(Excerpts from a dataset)
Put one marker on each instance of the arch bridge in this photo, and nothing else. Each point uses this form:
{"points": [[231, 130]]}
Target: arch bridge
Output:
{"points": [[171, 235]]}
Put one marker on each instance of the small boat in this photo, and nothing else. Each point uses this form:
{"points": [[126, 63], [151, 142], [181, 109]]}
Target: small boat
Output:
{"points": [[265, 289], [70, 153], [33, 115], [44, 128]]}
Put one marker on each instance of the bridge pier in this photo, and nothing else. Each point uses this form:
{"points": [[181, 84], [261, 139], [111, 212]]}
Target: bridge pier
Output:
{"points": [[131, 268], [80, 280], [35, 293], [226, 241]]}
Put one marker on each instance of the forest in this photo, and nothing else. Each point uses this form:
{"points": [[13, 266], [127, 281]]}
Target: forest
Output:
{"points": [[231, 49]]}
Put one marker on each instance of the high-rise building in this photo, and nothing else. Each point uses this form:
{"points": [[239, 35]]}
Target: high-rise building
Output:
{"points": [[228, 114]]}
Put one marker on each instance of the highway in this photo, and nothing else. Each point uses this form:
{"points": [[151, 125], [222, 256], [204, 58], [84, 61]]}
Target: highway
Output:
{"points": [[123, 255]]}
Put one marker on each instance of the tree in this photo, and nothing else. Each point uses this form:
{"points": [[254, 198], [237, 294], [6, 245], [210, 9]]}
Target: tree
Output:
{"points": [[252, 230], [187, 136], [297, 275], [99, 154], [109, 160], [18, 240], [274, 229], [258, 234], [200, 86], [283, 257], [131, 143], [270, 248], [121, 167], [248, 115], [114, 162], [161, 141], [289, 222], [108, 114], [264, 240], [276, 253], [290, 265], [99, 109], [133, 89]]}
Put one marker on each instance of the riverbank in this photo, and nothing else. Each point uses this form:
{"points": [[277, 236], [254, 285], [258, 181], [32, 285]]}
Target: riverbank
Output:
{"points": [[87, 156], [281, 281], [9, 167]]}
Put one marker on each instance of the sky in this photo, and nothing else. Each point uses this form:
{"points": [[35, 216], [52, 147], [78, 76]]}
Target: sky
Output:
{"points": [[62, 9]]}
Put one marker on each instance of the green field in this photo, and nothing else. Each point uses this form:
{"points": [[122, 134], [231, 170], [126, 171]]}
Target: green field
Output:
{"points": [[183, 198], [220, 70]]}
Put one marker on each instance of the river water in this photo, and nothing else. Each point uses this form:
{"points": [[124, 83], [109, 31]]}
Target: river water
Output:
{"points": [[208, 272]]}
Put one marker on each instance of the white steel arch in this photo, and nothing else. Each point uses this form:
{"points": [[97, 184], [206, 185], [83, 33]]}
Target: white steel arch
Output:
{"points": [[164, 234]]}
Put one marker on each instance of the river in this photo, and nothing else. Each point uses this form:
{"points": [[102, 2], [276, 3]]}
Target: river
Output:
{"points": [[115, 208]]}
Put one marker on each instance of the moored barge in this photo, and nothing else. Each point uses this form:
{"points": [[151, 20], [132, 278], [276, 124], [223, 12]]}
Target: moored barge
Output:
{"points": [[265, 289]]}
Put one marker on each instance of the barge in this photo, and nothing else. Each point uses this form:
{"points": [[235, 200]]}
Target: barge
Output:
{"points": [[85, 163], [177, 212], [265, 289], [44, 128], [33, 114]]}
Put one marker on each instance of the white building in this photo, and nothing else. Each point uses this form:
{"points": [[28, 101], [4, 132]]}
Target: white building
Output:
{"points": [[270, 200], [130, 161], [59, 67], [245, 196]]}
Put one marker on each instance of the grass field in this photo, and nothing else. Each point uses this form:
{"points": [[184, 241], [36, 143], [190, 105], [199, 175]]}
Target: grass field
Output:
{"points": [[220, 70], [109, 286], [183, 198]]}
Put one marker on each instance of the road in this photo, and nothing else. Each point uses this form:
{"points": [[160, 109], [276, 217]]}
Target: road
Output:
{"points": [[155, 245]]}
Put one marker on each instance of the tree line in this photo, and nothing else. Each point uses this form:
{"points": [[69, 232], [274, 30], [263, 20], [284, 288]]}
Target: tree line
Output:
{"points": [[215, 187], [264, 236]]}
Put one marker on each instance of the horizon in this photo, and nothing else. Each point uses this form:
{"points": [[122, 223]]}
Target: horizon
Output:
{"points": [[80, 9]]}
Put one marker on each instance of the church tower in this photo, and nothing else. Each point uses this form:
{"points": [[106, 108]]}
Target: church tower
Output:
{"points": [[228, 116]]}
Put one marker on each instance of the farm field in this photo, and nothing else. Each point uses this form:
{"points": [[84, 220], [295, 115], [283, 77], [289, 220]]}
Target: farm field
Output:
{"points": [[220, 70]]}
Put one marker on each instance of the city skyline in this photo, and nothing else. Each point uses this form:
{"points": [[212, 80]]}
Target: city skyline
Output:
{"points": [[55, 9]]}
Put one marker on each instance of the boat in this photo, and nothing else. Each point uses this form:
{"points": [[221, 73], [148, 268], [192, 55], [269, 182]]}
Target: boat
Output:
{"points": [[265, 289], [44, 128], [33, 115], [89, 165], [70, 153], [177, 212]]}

▶ _Exercise goal_:
Every entry needs to be copied again exactly.

▶ _Reply to the task_:
Put one marker on each instance of the arch bridge in this photo, and nothing else. Each point uses this form:
{"points": [[231, 130]]}
Target: arch bridge
Output:
{"points": [[171, 235]]}
Put one marker on each instance of the small boat in this photo, and nothing else. Each point uses this form:
{"points": [[126, 63], [151, 142], [181, 109]]}
Target: small boat
Output:
{"points": [[265, 289], [70, 153], [33, 115], [44, 128]]}
Put one marker on each instance of the bridge pier in this photo, and nothing else. Each point uses this form:
{"points": [[181, 84], [261, 139], [111, 212]]}
Target: bridge pier
Output:
{"points": [[131, 268], [80, 280], [35, 293], [226, 241]]}
Put one marker on each instance of the forest in this photo, and nothing else. Each point uses this form:
{"points": [[13, 266], [127, 281]]}
Target: forest
Output:
{"points": [[231, 49]]}
Put one marker on each instance of the high-rise building in this photo, and nothing else. Each point uses this form:
{"points": [[239, 35]]}
Target: high-rise building
Output:
{"points": [[228, 114]]}
Put one marker on each instance of the highway in this photo, and nothing else. Each point uses this form:
{"points": [[151, 125], [222, 256], [204, 58], [84, 61]]}
Target: highway
Output:
{"points": [[123, 255]]}
Put one marker on each instance of the tree in this photo, and nothing else. Each point uses this form:
{"points": [[254, 198], [237, 294], [6, 245], [210, 9]]}
Target: tree
Output:
{"points": [[252, 230], [187, 136], [297, 275], [99, 154], [109, 160], [18, 240], [274, 229], [258, 234], [200, 86], [283, 257], [131, 143], [270, 248], [121, 167], [248, 115], [114, 162], [161, 141], [289, 222], [108, 114], [264, 240], [276, 253], [290, 265], [99, 109], [133, 89]]}
Put one marker on each instance of the riverbank in this photo, and nothing else. Each point uses this form:
{"points": [[277, 236], [254, 285], [258, 181], [32, 285]]}
Target: riverbank
Output:
{"points": [[87, 156], [281, 281], [9, 167]]}
Put one marker on each instance of the sky in this photo, and nothing else. Each point uses this form:
{"points": [[35, 216], [52, 147], [78, 76]]}
Target: sky
Output:
{"points": [[62, 9]]}
Put one marker on each instance of the green field in this photo, and nothing else. Each point uses this form:
{"points": [[122, 134], [231, 170], [126, 171]]}
Target: green field
Output:
{"points": [[183, 198], [220, 70]]}
Put one marker on each instance of the river water in this photo, and nothing else. Each point uses this form:
{"points": [[124, 83], [109, 31]]}
Target: river water
Output:
{"points": [[208, 272]]}
Put one marker on each instance of the white steel arch in this photo, and nothing else. Each point uses this form:
{"points": [[97, 184], [206, 185], [83, 33]]}
Target: white steel arch
Output:
{"points": [[164, 234]]}
Put one marker on each instance of the river in this photo, and nothing else. Each point uses this form:
{"points": [[102, 2], [276, 3]]}
Target: river
Output:
{"points": [[115, 208]]}
Put one marker on each instance of the moored barge in this photo, and nothing else. Each point uses this form:
{"points": [[151, 20], [132, 278], [276, 124], [223, 12]]}
Target: moored barge
Output:
{"points": [[265, 289]]}
Put one marker on each instance of the barge in this photo, and nothing else. Each point uses this form:
{"points": [[235, 200]]}
Target: barge
Output:
{"points": [[85, 163], [177, 212], [265, 289], [44, 128], [33, 114]]}
Put one marker on each instance of the white building in this photo, and nothing else. Each point uses this form:
{"points": [[28, 101], [4, 132]]}
Target: white building
Output:
{"points": [[270, 200], [130, 161], [59, 67], [245, 196]]}
Put one marker on each instance of the grass field in this photo, and nothing else. Each point uses this form:
{"points": [[184, 241], [36, 143], [190, 105], [199, 175]]}
Target: grass field
Output:
{"points": [[220, 70], [109, 286], [183, 198]]}
Put one marker on each instance of the road in this photo, and nothing else. Each point uses this form:
{"points": [[160, 109], [276, 217]]}
Target: road
Output:
{"points": [[155, 245]]}
Put one marker on each instance of the tree line in this photo, and nothing else. Each point uses this form:
{"points": [[69, 232], [274, 30], [263, 20], [284, 288]]}
Target: tree line
Output:
{"points": [[215, 187], [264, 236]]}
Put one marker on each instance of the horizon in this photo, and nothing else. Each point uses this form:
{"points": [[122, 223]]}
Target: horizon
Output:
{"points": [[80, 9]]}
Put one marker on each instance of the church tower in this photo, and nothing else. Each point uses this form:
{"points": [[106, 108]]}
Target: church tower
Output:
{"points": [[228, 116]]}
Put one marker on each instance of the farm field in this photo, and nothing else. Each point uses this form:
{"points": [[84, 220], [295, 115], [283, 77], [289, 220]]}
Target: farm field
Output:
{"points": [[220, 70]]}
Put one marker on each instance of the city skyline in this photo, and nothing else. Each point uses this form:
{"points": [[212, 80]]}
Target: city skyline
Output:
{"points": [[55, 9]]}
Put one marker on each instance of the boat in this photo, and nothing else. Each point uses this form:
{"points": [[221, 73], [148, 268], [192, 55], [269, 182]]}
Target: boat
Output:
{"points": [[265, 289], [44, 128], [33, 115], [89, 165], [70, 153], [177, 212]]}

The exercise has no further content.